# Lab 2: ImageFolder & DataLoaders

In this lab, we will learn how to transform images and load them efficiently using PyTorch.

## Learning Objectives

By the end of this lab, you will be able to:
- Create image transformation pipelines using `transforms.Compose`
- Understand what each transform does (Resize, Flip, ToTensor)
- Load data using `ImageFolder` dataset
- Create efficient DataLoaders for batched training

## 0. Setup

### Import Required Libraries

We'll import essential PyTorch libraries for data loading and transformations:
- `torch` - Core PyTorch library
- `DataLoader` - For creating batched, iterable datasets
- `datasets` - Pre-built dataset classes (like ImageFolder)
- `transforms` - Image transformation utilities

In [2]:
import torch
from torch.utils.data import DataLoader
from torchvision import datasets, transforms
from pathlib import Path
import matplotlib.pyplot as plt

device = 'cuda' if torch.cuda.is_available() else 'cpu'
print(f'Using device: {device}')

### Working with Vision Data

Since we're working with a vision problem, we'll use:
- **`torchvision.datasets`** - Contains data loading functions for images
- **`torchvision.transforms`** - Provides tools for preprocessing and augmenting image data

These modules are part of the `torchvision` library, PyTorch's computer vision toolkit.

## 1. Setup Data Paths

In [3]:
import requests
import zipfile

data_path = Path('data/')

=======

Goals
**1.** Answer from the lab:
(a) Which three transforms do the learning objectives name as examples?
(b) What is `DataLoader` used for?
(c) What does the lab call the `torchvision` library?
**2.** Reproduce everything in the lab from "- Load data" down to "classes (like ImageFolder)", with both ends included.

Supplied information
=======

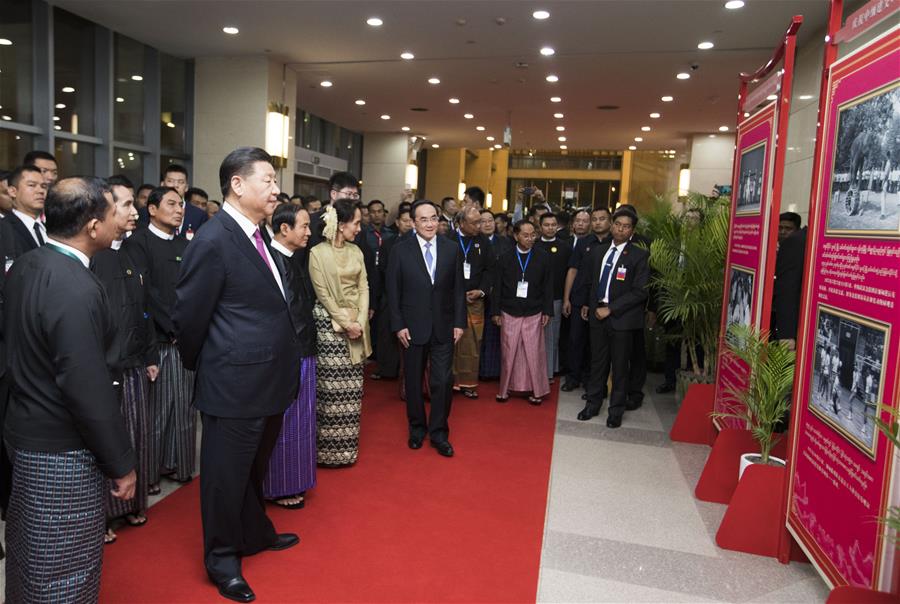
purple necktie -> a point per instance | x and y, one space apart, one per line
261 247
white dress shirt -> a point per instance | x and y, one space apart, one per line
433 248
29 224
615 250
249 228
77 253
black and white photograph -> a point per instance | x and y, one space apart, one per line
865 177
846 382
750 183
740 297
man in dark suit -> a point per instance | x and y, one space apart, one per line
63 425
614 307
234 328
426 296
23 228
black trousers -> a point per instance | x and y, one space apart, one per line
234 457
441 389
578 361
610 349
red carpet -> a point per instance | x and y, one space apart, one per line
399 526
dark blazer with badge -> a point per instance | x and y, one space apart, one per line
627 292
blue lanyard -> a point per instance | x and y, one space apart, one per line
527 260
465 249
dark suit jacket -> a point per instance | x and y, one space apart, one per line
233 326
627 297
786 291
428 311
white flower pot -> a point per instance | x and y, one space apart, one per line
751 458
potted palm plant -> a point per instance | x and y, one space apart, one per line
763 401
688 261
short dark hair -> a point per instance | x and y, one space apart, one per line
547 216
342 180
286 213
16 175
345 209
476 194
196 191
32 156
158 193
623 211
72 203
793 217
173 168
519 224
120 180
420 203
240 163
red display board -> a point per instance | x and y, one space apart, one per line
841 467
751 246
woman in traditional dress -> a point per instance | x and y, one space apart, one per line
338 274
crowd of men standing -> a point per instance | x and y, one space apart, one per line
127 310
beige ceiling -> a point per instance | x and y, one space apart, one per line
623 53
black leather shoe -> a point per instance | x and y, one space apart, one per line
236 589
444 448
588 412
284 541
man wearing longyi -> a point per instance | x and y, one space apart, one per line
234 328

=======

Solutions per task
**1.**
(a) Resize, Flip, and ToTensor.
(b) Creating batched, iterable datasets.
(c) PyTorch's computer vision toolkit.

**2.**
- Load data using `ImageFolder` dataset
- Create efficient DataLoaders for batched training

## 0. Setup

### Import Required Libraries

We'll import essential PyTorch libraries for data loading and transformations:
- `torch` - Core PyTorch library
- `DataLoader` - For creating batched, iterable datasets
- `datasets` - Pre-built dataset classes (like ImageFolder)